• TASK REQUIREMENTS:
Can you reproduce the forum thread between "We’ve been in" and "to thin out.", inclusive, renaming "cutting rotation" to "mowing rotation"?

• SOURCE DOCUMENT:
%%

We’ve been in a 10 day cutting rotation since right after July 4th, mostly to catch up on extras which worked out nicely but it’s starting to thin out.


----------



## truckie80

iceyman said:


> I know the lack of rain screws you guys but dam its good for the ice cream biz.. too bad this state sucks and hates small biz.. oh and that everything i buy is up 10-30% easy


How are the festivals etc this year?


----------



## sota

treeguyry said:


> But before that a good tropical storm would be great.


can I get my new roof on first, please? and gutters?
I know I won't have the water collection system ready by then.


----------



## sota

weren't/aren't we supposed to do an iceyman shop meet up at some point?


----------



## Tony_D

MGLC said:


> This is always the slowest part of the year, between vacations and this years weather it's slower than the last two August's for sure but September is always like mini-spring


I hope it picks up for me again in the fall the only good thing right now is we're done by 3:30 every day


----------



## Randall Ave

iceyman said:


> I know the lack of rain screws you guys but dam its good for the ice cream biz.. too bad this state sucks and hates small biz.. oh and that everything i buy is up 10-30% easy


Everything has gone up, truck parts, some items are up 70%. And I think we are going to get a good Tropical storm yet this season. Just my thoughts.


----------



## J.Ricci

Randall Ave said:


> Everything has gone up, truck parts, some items are up 70%. And I think we are going to get a good Tropical storm yet this season. Just my thoughts.


I think you’re right about a tropical storm, 2 years ago we had that one that barely hit us but other than that we haven’t had anything since Sandy. Before 2012 it seemed like we got one every year


----------



## truckie80

Tony_D said:


> I hope it picks up for me again in the fall the only good thing right now is we're done by 3:30 every day


Enjoy that while you can


----------



## iceyman

How are the festivals etc this year?

%%

• DATASET CONTENT:
%%

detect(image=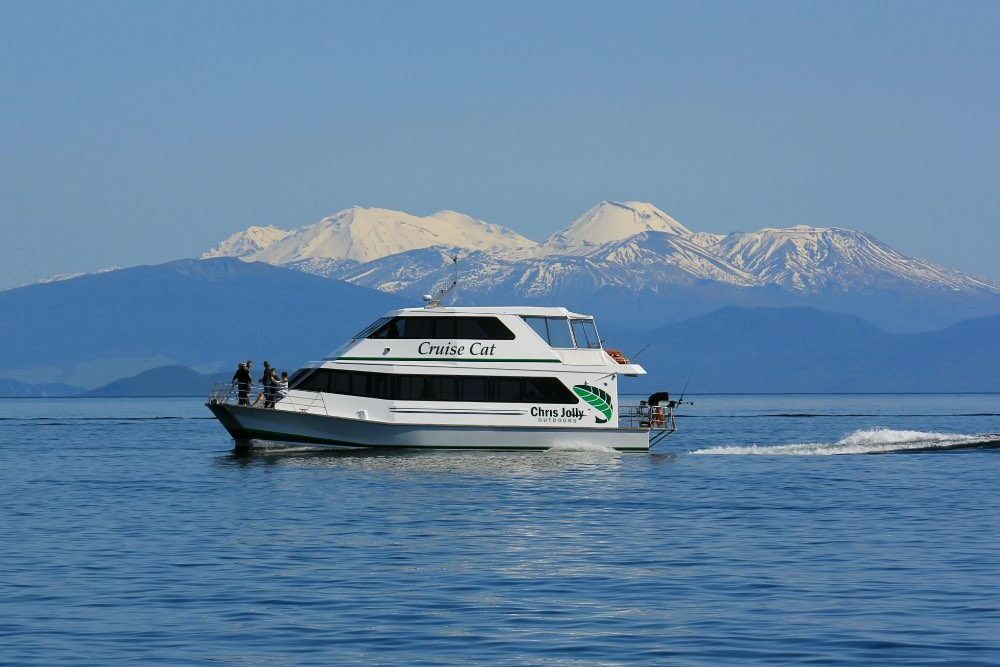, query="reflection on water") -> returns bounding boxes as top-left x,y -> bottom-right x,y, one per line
0,396 -> 1000,666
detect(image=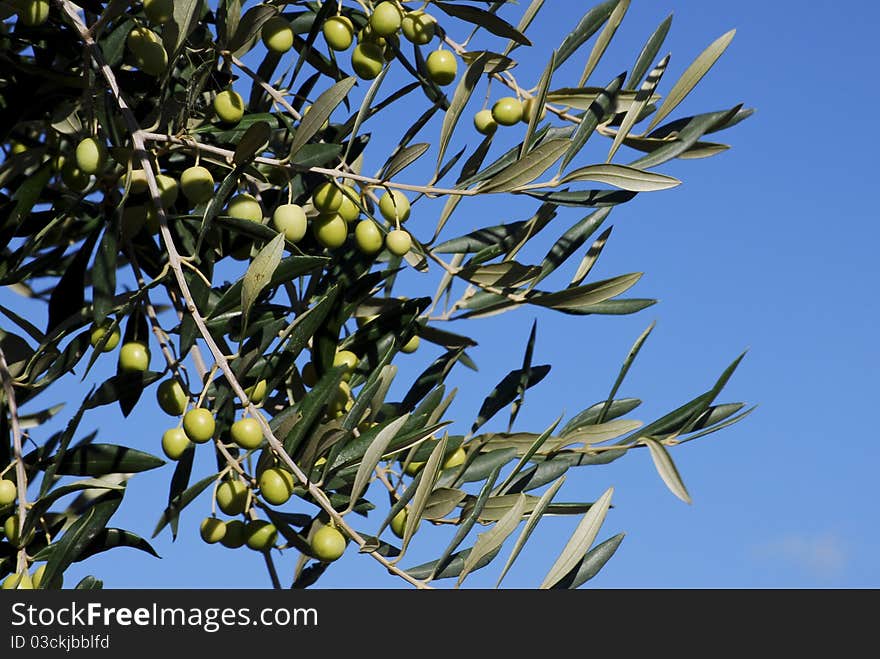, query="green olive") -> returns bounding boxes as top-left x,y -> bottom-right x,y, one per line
425,50 -> 458,87
220,519 -> 247,549
379,190 -> 410,222
385,229 -> 412,256
400,334 -> 421,354
217,480 -> 248,515
391,508 -> 407,538
321,16 -> 354,50
226,194 -> 263,224
260,16 -> 293,53
354,220 -> 384,254
18,0 -> 49,27
156,378 -> 189,416
183,407 -> 217,444
0,478 -> 17,507
272,204 -> 308,243
144,0 -> 174,23
492,96 -> 523,126
312,213 -> 348,249
180,165 -> 214,206
199,517 -> 226,545
259,467 -> 294,506
75,137 -> 107,174
474,110 -> 498,135
400,10 -> 437,46
119,341 -> 150,373
89,327 -> 120,352
312,181 -> 344,213
311,526 -> 345,563
229,416 -> 263,450
162,428 -> 192,460
370,0 -> 402,37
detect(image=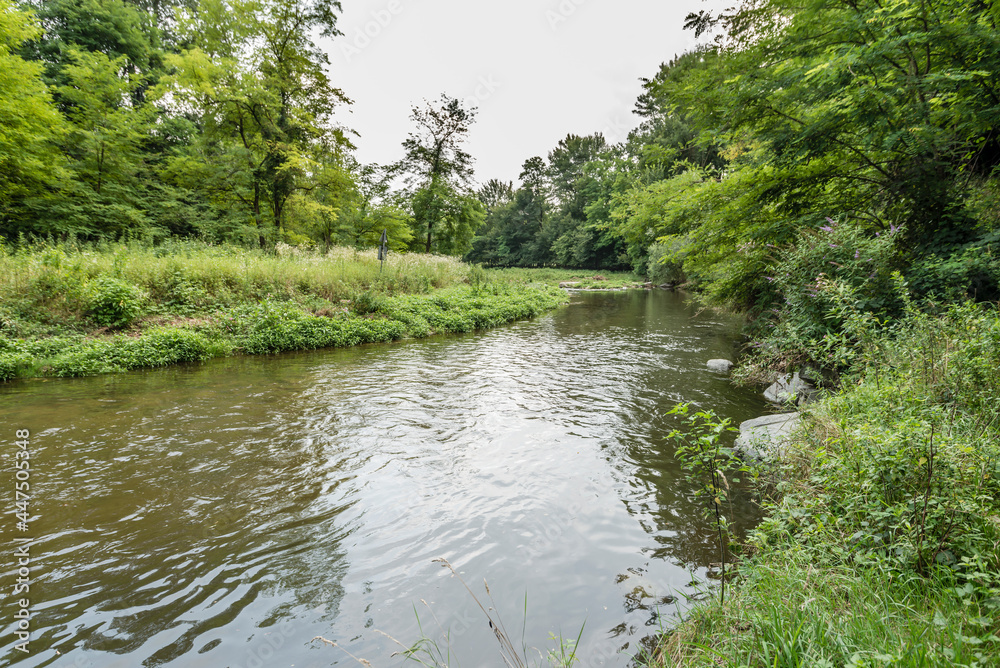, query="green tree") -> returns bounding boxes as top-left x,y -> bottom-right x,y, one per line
159,0 -> 351,246
0,0 -> 64,235
395,94 -> 485,255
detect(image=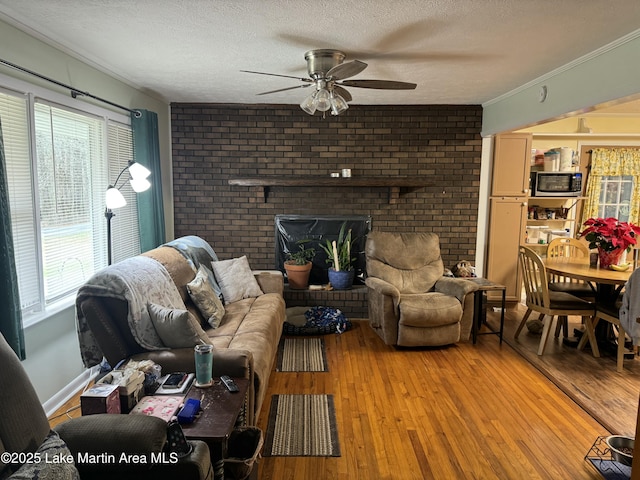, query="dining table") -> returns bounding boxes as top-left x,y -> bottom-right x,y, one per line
544,257 -> 633,305
543,257 -> 633,354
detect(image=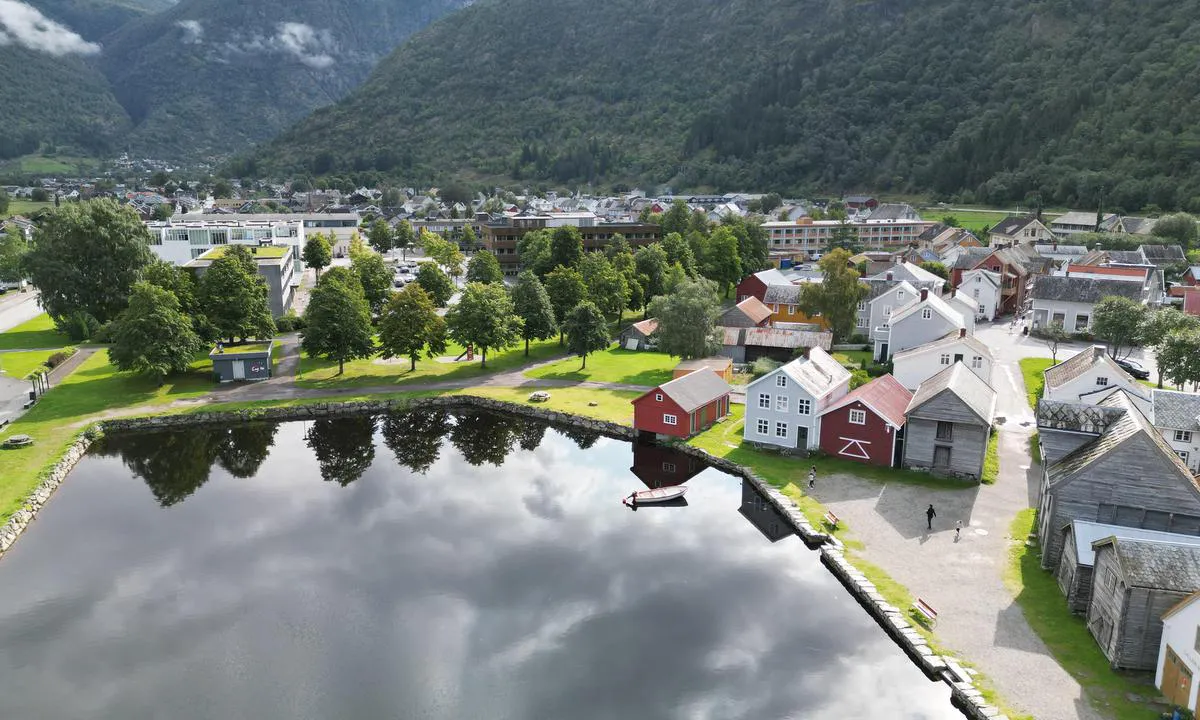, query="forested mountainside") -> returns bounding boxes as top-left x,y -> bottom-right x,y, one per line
255,0 -> 1200,210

%%

• CORRECT RESPONSE:
We’ve been in a 10 day mowing rotation since right after July 4th, mostly to catch up on extras which worked out nicely but it’s starting to thin out.